- Reading passage:
## START

WMFI and the Year of Indigenous Languages
In 2019, Wikimedia Finland has started to play a more active role in facilitating the use of the three indigenous languages spoken in Finland (Northern Saami, Inari Saami, and Skolt Saami) in Wikimedia projects. The Saami cultures and languages are underrepresented and even misrepresented on these projects. In addition, we are trying to make our activities more visible and transparent to our language communities. The fact that 2019 is UNESCO’s International Year of Indigenous Languages is yet another impetus for what we are doing.
We are taking three main approaches: First, we aim to make the Wikimedia projects more useful to the communities themselves by promoting the Northern Saami Wikipedia, enhancing support for the Saami languages in Wikimedia projects, and advocating their use for tagging and language revitalisation. Secondly, we wish to help the communities control the circulation of the representation of their culture by working together with GLAMs and the Saami communities in identifying, interpreting, and defining their consent to circulate. Finally, the aim is to make the Saami communities, languages, and cultures more visible and factual across Wikimedia projects. It is vital that we are respectful and do not perpetuate colonial discourse in the process.
It is important to build trust and plan the activities together with the Saami communities; this is a slow process and will take time. To work towards the goals above, we are gradually creating a diverse network of individuals and organisations for long-lasting collaboration. For example, we have identified mutual interests with Yle Sápmi and the Saami Archives. We have also discussed ways that we, as outsiders, can support the communities in attaining their self-determined needs and goals and if they would like us to be their ally in the process. One point that was made was that it would be more acceptable for us to help out with language-related content than it would be for us to interpret their cultural heritage items or representations. For this reason, our work capitalizing on the myriad linguistic features of Wikimedia projects is already in full swing while we are still dipping our toes in the water with workshops for Saami culture images.

## END

- Extracted records:
## START

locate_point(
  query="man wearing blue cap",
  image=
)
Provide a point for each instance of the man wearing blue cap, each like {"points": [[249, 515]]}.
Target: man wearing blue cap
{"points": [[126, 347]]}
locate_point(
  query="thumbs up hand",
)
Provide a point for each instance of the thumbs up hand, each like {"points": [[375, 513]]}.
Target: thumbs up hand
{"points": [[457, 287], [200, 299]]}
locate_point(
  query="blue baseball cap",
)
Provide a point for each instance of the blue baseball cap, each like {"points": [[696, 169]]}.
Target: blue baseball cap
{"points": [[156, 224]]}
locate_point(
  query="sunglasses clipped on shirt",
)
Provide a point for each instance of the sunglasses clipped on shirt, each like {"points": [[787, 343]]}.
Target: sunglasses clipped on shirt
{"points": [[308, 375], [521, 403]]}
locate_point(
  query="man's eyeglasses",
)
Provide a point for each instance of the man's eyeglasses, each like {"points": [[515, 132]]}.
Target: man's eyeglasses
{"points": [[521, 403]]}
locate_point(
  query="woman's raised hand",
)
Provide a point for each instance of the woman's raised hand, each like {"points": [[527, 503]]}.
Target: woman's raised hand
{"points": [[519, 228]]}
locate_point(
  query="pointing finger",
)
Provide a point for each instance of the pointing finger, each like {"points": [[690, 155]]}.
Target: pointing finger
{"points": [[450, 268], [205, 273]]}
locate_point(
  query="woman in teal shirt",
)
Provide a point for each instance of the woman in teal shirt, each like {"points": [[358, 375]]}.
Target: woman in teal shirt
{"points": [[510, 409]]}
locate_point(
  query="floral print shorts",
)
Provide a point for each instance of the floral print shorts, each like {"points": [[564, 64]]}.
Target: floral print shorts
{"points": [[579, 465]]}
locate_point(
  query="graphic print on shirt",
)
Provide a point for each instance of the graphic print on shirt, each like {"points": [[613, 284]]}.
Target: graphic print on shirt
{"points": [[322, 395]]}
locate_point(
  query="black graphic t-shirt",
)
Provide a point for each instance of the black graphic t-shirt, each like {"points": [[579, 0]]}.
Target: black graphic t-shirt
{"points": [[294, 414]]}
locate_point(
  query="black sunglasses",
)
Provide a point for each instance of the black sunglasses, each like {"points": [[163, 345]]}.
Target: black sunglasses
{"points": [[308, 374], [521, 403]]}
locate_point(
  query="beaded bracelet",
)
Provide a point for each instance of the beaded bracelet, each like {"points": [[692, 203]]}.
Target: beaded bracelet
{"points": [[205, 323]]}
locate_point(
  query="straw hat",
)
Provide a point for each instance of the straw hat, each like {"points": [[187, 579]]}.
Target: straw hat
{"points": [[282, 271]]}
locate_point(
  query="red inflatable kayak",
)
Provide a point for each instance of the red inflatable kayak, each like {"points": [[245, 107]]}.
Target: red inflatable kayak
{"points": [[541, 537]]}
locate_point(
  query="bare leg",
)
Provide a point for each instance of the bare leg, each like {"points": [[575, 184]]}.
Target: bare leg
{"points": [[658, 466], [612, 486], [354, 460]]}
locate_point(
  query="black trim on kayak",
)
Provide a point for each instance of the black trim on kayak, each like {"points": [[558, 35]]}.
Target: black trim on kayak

## END

- What the exercise asks: Pick up the text on Wikimedia Finland's work with the Saami languages right after its final sentence and keep writing it. The records that come next have no connection to the text about Wikimedia Finland and the Saami languages.

- The result:
Northern Saami Wikipedia
The current goal for the Northern Saami Wikipedia is to increase the amount and quality of material by raising awareness of its existence.
One way of both increasing the number of articles and improving their quality that we are exploring is by working with the universities where Saami is taught. For example, one project member in Finland has been creating and translating articles in Northern Saami as part of her university courses. While we expected the feedback she received to directly impact the quality of the articles in the Northern Saami Wikipedia, we did not anticipate the impact it would have on other projects. For example, the feedback she received about unclear passages in the translations was also used to improve the quality of the original articles in the source Wikipedias. In addition, the words, terms, and phrases that she found missing from dictionaries when translating will be forwarded to the appropriate parties for improving Finnish-Northern Saami-Finnish online reference sources, which will eventually trickle down into printed reference sources, too.
So far in 2019, we have raised the community’s awareness of this Wikipedia by bringing this information to where the community is with the resources we have, i.e. mainly to Facebook on the Northern Saami Wikipedia page, in Wikimedia Finland events, and increasingly on Wikimedia Finland’s page too. On the Northern Saami Wikipedia’s Facebook page, we have posted in Northern Saami about edit-a-thons, Women in Red events, the top 10 most read articles of 2018 and various weeks, photos and other material related to the community, Wikimedia Finland’s meet-ups at the new central library Oodi in Helsinki, new articles, the advocacy work that we are doing to be able to use Northern Saami in other Wikimedia projects, etc. For example, this year we celebrated the 15th anniversary of the Northern Saami Wikipedia and the 400th anniversary of the first book written in any Saami language by posting about it on Facebook.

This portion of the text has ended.